> Work to be completed: For the data below, give the number of lines in which "Target" occurs. Include nothing besides that number.

> Material for the task:
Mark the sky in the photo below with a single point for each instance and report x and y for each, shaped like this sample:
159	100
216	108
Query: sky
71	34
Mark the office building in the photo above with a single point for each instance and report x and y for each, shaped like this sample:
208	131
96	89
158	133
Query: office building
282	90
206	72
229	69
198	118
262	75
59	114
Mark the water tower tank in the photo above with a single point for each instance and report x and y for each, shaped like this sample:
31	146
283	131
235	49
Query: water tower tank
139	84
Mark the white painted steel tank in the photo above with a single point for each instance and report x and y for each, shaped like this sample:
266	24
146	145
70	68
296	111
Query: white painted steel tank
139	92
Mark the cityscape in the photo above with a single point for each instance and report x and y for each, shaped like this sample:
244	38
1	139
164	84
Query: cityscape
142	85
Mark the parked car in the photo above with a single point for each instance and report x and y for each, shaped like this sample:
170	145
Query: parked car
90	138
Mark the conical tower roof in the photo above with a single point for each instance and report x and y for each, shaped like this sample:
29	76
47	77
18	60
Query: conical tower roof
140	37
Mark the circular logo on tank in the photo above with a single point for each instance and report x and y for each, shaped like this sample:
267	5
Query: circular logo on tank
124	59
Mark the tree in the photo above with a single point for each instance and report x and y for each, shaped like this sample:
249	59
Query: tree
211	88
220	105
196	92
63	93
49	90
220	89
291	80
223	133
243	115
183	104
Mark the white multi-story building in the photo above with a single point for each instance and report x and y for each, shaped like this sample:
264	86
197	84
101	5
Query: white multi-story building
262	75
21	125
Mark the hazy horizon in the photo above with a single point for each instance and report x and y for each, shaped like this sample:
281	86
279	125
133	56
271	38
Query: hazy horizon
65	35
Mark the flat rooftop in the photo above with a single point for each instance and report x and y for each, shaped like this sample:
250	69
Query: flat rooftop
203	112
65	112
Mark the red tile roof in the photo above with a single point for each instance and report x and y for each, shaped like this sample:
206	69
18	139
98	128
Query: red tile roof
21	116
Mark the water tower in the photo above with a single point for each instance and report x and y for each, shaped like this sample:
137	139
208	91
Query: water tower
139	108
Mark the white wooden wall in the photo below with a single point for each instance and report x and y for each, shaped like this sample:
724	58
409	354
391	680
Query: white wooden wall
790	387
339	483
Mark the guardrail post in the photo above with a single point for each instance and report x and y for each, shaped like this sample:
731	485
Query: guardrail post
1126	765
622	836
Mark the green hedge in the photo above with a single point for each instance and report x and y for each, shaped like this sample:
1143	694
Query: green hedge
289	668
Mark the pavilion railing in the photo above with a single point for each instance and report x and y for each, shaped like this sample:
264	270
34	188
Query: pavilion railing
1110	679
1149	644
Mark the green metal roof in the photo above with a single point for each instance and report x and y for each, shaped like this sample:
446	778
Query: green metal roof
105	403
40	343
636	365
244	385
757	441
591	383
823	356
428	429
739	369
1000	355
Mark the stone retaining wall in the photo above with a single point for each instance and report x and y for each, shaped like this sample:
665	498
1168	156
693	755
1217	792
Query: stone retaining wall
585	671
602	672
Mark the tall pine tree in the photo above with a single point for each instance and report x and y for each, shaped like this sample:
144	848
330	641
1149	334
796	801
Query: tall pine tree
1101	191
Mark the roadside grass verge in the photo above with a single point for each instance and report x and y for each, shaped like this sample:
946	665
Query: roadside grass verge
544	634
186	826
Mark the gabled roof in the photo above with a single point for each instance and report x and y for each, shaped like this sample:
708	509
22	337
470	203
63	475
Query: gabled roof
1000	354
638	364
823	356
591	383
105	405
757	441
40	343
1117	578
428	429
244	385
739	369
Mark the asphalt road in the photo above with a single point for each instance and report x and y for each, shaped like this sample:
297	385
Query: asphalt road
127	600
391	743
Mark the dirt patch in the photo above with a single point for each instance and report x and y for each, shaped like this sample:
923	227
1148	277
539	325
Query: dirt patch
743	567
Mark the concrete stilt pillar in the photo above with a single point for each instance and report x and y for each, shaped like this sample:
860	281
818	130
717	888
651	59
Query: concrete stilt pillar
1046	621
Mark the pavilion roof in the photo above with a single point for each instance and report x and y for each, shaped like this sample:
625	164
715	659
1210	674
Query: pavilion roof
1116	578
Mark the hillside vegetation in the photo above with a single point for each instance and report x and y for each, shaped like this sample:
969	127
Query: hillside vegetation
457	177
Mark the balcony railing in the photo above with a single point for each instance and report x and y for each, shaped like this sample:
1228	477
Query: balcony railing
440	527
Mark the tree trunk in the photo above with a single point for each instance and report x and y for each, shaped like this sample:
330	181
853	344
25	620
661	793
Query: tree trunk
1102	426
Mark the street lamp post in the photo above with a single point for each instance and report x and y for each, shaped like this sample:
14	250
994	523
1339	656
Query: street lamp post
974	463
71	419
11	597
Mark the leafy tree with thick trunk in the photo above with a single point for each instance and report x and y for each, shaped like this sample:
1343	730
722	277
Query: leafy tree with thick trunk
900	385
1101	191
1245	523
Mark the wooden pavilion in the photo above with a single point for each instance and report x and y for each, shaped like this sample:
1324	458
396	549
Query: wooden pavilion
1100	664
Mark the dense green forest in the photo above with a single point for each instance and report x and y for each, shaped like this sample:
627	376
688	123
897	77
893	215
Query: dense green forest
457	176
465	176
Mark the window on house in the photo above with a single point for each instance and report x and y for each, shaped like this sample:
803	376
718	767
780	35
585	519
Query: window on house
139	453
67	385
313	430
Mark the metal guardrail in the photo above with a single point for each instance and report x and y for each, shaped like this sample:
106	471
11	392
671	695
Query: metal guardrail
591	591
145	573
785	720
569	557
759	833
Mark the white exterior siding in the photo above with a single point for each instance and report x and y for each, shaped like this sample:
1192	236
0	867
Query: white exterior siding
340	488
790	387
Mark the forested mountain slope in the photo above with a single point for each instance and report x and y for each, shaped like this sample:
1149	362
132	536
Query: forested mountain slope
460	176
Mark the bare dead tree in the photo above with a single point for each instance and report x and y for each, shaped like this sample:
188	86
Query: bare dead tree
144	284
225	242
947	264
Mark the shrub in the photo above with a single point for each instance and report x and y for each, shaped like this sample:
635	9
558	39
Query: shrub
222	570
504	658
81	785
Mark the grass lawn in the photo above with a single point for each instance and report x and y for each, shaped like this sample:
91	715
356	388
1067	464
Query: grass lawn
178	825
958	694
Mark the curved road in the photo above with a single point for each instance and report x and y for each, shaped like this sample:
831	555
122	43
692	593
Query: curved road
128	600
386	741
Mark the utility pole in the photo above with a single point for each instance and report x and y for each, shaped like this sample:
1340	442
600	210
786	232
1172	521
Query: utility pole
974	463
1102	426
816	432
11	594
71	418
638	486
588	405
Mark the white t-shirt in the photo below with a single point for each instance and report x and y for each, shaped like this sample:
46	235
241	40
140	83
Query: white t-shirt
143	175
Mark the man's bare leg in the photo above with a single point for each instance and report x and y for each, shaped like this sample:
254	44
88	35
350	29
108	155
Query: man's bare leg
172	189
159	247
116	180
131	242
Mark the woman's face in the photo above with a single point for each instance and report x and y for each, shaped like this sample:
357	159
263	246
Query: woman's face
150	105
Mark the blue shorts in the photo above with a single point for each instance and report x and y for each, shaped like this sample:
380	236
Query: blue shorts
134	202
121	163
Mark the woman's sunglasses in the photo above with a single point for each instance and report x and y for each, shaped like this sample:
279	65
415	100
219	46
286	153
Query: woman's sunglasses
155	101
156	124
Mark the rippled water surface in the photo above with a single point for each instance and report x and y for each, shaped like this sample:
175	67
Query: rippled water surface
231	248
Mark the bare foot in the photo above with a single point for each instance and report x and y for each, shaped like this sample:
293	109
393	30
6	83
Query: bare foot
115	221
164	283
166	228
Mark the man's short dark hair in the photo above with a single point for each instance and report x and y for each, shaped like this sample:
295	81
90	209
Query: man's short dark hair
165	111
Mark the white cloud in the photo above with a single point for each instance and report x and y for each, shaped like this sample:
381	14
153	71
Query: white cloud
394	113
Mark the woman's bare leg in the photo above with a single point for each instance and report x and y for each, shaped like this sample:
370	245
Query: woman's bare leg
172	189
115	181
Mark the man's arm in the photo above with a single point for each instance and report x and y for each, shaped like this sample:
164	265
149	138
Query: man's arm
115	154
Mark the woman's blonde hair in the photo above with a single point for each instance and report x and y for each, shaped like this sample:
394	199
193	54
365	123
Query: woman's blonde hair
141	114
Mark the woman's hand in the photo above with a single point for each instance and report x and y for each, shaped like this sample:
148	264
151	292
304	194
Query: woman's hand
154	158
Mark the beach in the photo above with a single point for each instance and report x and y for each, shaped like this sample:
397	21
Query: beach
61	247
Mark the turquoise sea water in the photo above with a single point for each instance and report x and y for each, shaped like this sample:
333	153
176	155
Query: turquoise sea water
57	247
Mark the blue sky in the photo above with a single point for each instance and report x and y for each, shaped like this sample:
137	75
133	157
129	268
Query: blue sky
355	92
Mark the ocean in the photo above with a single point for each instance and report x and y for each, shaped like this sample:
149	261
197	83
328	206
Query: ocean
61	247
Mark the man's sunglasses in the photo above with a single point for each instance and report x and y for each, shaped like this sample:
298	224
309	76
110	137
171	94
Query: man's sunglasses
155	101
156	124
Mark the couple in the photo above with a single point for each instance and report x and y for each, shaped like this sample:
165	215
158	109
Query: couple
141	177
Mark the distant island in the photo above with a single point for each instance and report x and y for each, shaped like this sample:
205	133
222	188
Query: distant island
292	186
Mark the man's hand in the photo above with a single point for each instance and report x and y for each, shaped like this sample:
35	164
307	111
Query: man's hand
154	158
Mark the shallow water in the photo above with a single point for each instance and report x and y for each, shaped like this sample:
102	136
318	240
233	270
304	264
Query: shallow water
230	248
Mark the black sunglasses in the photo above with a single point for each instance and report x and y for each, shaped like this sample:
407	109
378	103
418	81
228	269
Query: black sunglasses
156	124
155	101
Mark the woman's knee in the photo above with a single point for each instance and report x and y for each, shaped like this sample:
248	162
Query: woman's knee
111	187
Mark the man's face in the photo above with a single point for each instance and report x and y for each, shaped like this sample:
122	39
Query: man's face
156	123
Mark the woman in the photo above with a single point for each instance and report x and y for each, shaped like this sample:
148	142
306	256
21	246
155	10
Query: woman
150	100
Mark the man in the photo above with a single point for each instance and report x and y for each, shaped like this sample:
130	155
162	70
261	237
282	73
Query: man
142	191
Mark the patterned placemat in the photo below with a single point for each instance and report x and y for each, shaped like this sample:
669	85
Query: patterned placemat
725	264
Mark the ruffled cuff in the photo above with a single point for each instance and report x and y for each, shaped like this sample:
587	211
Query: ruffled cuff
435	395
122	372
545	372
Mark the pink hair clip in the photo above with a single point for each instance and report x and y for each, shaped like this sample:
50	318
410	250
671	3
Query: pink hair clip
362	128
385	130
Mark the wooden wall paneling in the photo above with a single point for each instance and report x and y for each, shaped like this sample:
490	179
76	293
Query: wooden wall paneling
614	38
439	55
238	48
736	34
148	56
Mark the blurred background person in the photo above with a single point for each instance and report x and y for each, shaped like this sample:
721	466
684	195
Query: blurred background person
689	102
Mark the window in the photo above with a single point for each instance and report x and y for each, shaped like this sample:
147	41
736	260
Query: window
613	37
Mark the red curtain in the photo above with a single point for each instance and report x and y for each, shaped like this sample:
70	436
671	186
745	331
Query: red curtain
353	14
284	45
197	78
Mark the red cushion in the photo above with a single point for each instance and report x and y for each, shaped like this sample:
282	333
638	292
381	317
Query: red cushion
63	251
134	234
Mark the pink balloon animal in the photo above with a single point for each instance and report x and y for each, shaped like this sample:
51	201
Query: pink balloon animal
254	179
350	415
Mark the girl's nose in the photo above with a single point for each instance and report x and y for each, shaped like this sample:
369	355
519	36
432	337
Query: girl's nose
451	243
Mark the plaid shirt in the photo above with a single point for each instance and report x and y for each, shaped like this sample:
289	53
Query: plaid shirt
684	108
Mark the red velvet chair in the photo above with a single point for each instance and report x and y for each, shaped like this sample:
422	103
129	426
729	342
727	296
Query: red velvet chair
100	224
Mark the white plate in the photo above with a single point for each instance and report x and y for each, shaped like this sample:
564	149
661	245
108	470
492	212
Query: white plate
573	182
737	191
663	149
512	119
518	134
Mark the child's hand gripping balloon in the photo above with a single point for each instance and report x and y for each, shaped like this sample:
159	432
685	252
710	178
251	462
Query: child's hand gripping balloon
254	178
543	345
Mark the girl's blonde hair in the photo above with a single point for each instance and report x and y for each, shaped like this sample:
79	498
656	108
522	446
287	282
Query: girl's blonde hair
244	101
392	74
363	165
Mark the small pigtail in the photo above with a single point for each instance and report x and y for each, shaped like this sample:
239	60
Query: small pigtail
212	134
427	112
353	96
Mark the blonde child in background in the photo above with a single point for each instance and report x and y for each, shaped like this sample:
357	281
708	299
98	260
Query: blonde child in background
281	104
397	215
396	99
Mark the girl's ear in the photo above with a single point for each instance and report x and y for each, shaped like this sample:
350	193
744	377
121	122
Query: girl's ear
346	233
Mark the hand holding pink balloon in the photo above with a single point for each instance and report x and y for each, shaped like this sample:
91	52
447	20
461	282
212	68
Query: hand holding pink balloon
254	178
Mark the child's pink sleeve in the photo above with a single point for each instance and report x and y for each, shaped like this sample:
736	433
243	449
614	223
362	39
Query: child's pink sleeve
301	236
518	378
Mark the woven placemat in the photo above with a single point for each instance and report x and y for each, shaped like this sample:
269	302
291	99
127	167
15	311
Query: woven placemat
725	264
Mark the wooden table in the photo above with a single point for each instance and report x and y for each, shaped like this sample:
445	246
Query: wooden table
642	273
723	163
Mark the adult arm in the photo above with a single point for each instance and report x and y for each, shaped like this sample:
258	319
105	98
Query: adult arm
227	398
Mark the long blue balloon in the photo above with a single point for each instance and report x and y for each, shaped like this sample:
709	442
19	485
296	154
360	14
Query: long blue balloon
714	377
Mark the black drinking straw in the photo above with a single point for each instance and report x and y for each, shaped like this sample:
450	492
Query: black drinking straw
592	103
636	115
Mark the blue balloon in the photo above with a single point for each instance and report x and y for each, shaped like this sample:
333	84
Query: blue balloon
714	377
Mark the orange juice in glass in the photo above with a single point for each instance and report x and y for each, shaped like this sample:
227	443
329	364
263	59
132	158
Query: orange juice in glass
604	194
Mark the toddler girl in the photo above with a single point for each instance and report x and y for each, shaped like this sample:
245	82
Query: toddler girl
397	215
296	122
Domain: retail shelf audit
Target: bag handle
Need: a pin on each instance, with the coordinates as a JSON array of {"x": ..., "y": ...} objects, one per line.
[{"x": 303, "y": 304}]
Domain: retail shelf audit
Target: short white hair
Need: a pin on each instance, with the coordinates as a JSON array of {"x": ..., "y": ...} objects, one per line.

> The completed task: 2